** Begin Text **
Regardless, Isaiah's focus remained firm. He inquired as to what the messengers had seen, and Hezekiah's response was one of foolish pride. Rather than make God's glory the center of the visit, the king had made his temporal wealth the focus. II Chronicles 32:31 makes it clear that God had drawn the men through the rumor of His power displayed in Hezekiah's life and that God used this event to test the heart and motives of the king. "Howbeit in the business of the ambassadors of the princes of Babylon, who sent unto him to enquire of the wonder that was done in the land, God left him, to try him, that he might know all that was in his heart." Some believe that the wonder refers to the miracle of the sun's shadow returning ten degrees. This is very possible. It is also possible that they came to see the deliverance and blessings that God had brought upon the land during the king's reign. Regardless, God's magnificence toward His people had attracted these lost souls, and Hezekiah had a responsibility to lift up God, not himself, before their eyes.

Sunday, August 13, 2017

Hezekiah's Sickness (Part II)

"The writing of Hezekiah king of Judah, when he had been sick, and was recovered of his sickness: I said in the cutting off of my days, I shall go to the gates of the grave: I am deprived of the residue of my years. I said, I shall not see the LORD, even the LORD, in the land of the living: I shall behold man no more with the inhabitants of the world. Mine age is departed, and is removed from me as a shepherd's tent: I have cut off like a weaver my life: he will cut me off with pining sickness: from day even to night wilt thou make an end of me. I reckoned till morning, that, as a lion, so will he break all my bones: from day even to night wilt thou make an end of me. Like a crane or a swallow, so did I chatter: I did mourn as a dove: mine eyes fail with looking upward: O LORD, I am oppressed; undertake for me." (Isaiah 38:9-14)

Simply stated, Hezekiah did not wish to die so young. The king expressed a desire to live and to see God's work in the lives of people. These are common human emotions with which anyone would struggle regardless of how closely he or she walked with God.

Being nomadic, shepherds frequently took down their tents in preparation for moving to new pastureland. Hezekiah compared the brevity of life with the unstable nature of a shepherd's tent. James spoke of human life in a similar fashion. "For what is your life? It is even a vapour, that appeareth for a little time, and then vanisheth away (James 4:14)."

A weaver is something like a loom. It is an instrument upon which cloth is manufactured. When finished, the cloth is cut from the source, and Hezekiah likens his life to such. Job used similar language (Job 7:6). It is interesting to note that Hezekiah says, "I have cut off." Perhaps the king saw his premature death as a result of past sin.

The expression from day even to night expresses the thought of quickness. Before the sun could rise and usher in a new day, the king's life would be gone. As the ultimate Reliever of the oppressed, Hezekiah called upon God for healing. "The LORD also will be a refuge for the oppressed, a refuge in times of trouble (Psalm 9:9)."

"What shall I say? he hath both spoken unto me, and himself hath done it: I shall go softly all my years in the bitterness of my soul. O Lord, by these things men live, and in all these things is the life of my spirit: so wilt thou recover me, and make me to live. Behold, for peace I had great bitterness: but thou hast in love to my soul delivered it from the pit of corruption: for thou hast cast all my sins behind thy back. For the grave cannot praise thee, death can not celebrate thee: they that go down into the pit cannot hope for thy truth. The living, the living, he shall praise thee, as I do this day: the father to the children shall make known thy truth. The LORD was ready to save me: therefore we will sing my songs to the stringed instruments all the days of our life in the house of the LORD." (Isaiah 38:15-20)
** End Text **
** Begin Listing **
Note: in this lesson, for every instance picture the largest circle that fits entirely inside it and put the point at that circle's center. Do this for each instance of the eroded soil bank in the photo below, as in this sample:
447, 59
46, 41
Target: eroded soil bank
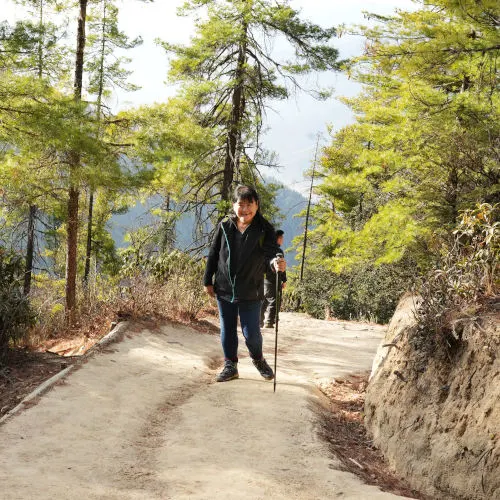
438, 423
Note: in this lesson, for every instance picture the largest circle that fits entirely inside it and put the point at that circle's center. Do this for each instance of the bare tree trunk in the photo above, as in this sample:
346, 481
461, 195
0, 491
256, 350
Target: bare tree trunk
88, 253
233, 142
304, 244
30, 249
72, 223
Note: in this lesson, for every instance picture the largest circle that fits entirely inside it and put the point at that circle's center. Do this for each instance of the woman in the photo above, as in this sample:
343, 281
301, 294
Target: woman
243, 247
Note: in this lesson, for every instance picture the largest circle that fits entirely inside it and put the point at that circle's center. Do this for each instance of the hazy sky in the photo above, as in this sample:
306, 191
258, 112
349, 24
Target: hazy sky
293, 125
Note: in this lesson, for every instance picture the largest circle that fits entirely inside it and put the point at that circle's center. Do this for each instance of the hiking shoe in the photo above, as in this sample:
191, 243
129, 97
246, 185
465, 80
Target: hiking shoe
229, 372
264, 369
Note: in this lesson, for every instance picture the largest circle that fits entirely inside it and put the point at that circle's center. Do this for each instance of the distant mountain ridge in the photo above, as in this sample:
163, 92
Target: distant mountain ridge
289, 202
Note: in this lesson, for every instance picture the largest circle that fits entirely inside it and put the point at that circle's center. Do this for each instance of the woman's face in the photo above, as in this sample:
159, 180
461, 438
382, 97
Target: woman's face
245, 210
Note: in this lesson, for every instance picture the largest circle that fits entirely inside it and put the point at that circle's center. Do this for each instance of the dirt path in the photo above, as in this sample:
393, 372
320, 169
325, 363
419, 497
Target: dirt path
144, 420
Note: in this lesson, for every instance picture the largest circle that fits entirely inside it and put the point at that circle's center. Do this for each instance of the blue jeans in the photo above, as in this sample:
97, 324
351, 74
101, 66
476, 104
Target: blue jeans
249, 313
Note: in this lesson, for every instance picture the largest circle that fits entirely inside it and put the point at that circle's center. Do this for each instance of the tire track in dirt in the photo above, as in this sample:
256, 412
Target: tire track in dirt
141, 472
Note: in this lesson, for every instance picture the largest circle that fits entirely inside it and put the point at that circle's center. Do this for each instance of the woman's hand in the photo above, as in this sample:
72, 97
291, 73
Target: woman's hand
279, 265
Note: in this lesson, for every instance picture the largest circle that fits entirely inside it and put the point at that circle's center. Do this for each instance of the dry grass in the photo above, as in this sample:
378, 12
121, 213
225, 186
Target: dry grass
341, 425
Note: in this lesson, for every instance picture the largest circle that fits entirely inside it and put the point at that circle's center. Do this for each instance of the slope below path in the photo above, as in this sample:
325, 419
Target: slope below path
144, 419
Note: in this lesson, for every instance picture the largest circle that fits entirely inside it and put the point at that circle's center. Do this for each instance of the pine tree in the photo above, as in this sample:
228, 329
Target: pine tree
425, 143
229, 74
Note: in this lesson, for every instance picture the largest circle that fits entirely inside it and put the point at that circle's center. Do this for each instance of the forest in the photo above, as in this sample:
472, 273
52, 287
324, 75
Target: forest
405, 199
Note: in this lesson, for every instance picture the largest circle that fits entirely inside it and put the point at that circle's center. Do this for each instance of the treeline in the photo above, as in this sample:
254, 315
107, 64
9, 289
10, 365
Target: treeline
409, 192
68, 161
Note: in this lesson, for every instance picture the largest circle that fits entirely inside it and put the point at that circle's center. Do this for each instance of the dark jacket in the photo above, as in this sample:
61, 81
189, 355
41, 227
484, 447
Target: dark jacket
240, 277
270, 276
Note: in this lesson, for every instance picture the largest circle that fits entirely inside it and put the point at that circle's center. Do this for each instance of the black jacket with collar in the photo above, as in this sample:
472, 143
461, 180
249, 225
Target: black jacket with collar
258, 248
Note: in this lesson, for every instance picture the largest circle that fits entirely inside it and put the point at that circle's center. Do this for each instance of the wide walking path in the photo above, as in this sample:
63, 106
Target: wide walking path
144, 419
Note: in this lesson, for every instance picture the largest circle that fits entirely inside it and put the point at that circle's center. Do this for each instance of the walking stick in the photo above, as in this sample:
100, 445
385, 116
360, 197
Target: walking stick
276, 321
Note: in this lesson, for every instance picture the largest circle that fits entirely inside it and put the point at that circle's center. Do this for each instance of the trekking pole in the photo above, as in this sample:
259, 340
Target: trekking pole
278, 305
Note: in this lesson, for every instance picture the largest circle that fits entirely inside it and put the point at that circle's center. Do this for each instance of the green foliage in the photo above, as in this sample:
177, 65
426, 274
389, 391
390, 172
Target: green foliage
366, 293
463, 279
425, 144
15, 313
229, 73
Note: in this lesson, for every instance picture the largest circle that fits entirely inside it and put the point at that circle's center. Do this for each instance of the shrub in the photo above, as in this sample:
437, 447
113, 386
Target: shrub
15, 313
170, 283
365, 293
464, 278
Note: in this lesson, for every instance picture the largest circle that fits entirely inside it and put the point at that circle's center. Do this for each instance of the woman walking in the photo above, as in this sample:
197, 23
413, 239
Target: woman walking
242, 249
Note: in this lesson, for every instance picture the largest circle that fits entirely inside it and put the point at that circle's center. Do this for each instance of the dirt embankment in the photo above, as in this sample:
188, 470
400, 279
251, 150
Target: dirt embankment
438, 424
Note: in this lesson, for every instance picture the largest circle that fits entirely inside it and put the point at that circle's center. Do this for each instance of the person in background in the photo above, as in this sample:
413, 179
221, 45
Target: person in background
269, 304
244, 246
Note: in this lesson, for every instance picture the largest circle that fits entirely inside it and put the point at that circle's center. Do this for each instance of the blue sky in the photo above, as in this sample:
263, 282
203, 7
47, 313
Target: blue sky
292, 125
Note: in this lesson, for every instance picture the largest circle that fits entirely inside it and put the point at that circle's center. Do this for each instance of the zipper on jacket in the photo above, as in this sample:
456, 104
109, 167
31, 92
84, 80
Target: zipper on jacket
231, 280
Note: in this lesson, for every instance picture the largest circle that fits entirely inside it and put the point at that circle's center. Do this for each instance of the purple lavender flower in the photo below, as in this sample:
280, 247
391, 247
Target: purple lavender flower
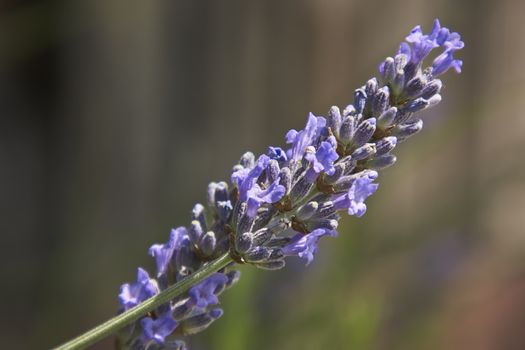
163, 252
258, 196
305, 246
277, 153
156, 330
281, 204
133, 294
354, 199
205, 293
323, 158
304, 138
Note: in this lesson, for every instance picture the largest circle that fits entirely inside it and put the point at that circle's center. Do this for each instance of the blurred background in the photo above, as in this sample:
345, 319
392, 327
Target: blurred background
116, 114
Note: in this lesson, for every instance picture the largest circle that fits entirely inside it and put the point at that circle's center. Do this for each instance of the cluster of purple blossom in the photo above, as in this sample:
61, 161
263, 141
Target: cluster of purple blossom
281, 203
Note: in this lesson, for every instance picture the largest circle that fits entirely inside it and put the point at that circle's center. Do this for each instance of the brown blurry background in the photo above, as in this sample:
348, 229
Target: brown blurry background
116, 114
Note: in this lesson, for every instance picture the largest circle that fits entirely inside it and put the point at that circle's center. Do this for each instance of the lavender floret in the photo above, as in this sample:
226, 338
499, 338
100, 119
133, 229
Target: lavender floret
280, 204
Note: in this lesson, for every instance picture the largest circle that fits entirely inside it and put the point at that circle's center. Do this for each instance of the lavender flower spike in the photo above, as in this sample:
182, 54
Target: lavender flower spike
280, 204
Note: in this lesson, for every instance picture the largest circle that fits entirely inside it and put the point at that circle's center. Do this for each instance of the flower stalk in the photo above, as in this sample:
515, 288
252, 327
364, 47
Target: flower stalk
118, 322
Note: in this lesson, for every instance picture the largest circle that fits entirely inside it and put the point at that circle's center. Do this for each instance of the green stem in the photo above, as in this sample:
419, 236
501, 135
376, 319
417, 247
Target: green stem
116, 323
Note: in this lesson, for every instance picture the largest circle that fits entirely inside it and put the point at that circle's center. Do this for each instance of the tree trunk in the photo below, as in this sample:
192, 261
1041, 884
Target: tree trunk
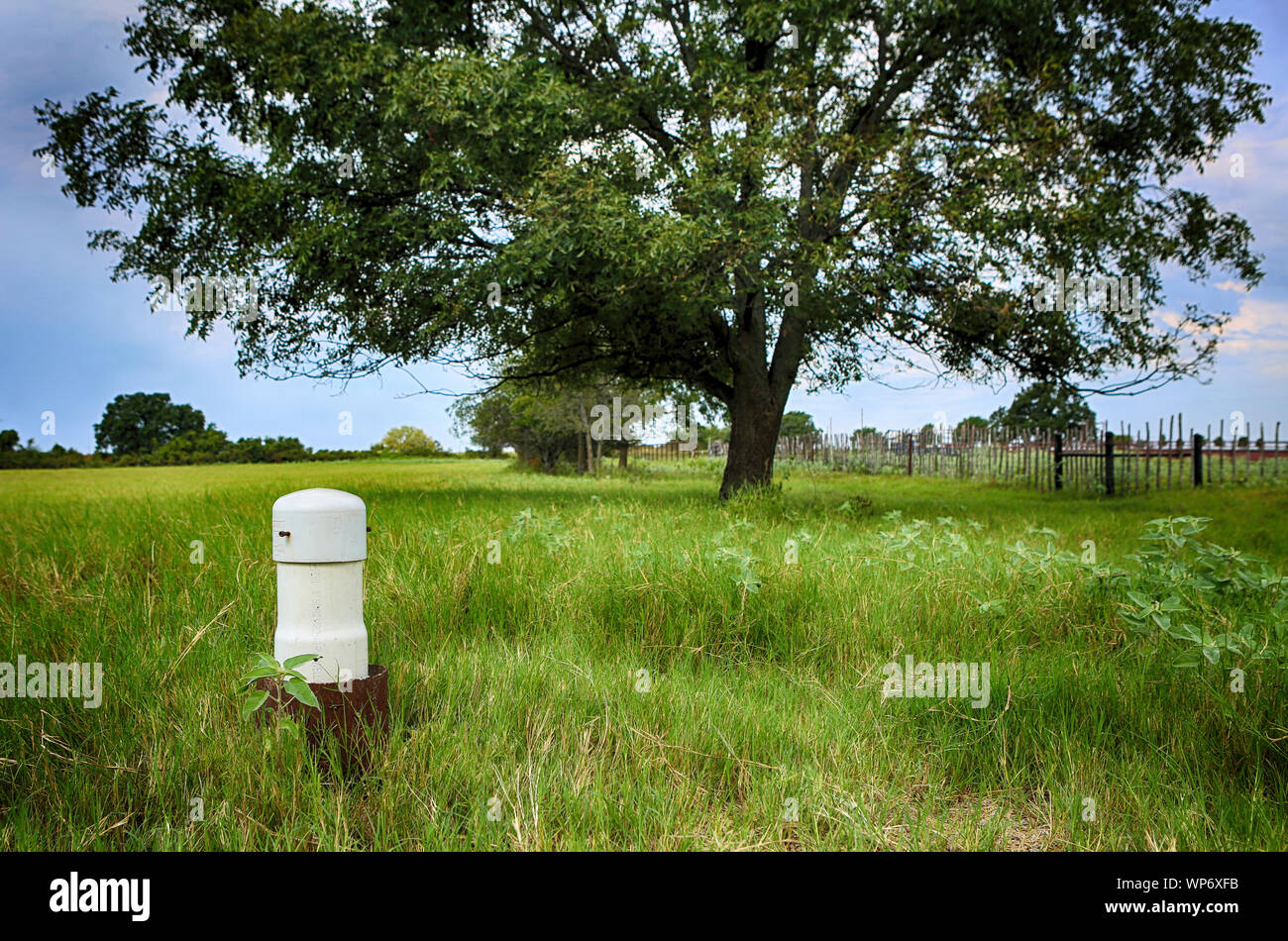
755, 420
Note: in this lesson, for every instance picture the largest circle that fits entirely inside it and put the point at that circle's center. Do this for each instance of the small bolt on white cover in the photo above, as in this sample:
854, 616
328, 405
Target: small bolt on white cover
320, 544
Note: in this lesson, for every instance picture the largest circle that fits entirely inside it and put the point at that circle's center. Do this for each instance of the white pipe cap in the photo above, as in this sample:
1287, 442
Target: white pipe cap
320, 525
** End Listing **
* **List of tasks**
1. In the Hezekiah commentary, what did Hezekiah compare the brevity of life with?
2. Go on with the Hezekiah commentary from the point where it stops.
The items are separate material, apart from the Hezekiah commentary.

* **Expected outputs**
1. The unstable nature of a shepherd's tent.

2.
Hezekiah's dialogue changes to that of praise. The king's prayer has been answered. God has brought miraculous healing, and Hezekiah is overwhelmed with joy.

It is difficult to say just what the king meant when he said, "I shall go softly all my years in the bitterness of my soul." Perhaps Hezekiah determined not to forget this bitter experience but rather use it as a constant reminder of the need for humility.

Hezekiah paints a gloomy picture of death, but this is to be expected. The finished work of Christ had not yet been completed, and the Old Testament saint did not have the luxury of New Testament revelation as does the Christian of the church age. Besides, death is the result of sin, and it is not a pleasant thing but rather an enemy that awaits its final judgment (I Corinthians 15:26). The words for thou hast cast all my sins behind thy back indicate further that Hezekiah may have viewed his deadly sickness as judgment of his sin.

Hushed by the grave, the dead cannot openly praise God before others; therefore, Hezekiah rejoiced in the opportunity to live and to praise the Lord. The king emphasized the need for the father to make his son aware of God's truth and mercy. The character of Manasseh would indicate that either the son rejected all that the father tried to teach him or that Hezekiah failed to follow through with his declarations.

The last verse declares that this prayer was put into the form of a song and sung in the temple.

"For Isaiah had said, Let them take a lump of figs, and lay it for a plaister upon the boil, and he shall recover. Hezekiah also had said, What is the sign that I shall go up to the house of the LORD?" (Isaiah 38:21-22)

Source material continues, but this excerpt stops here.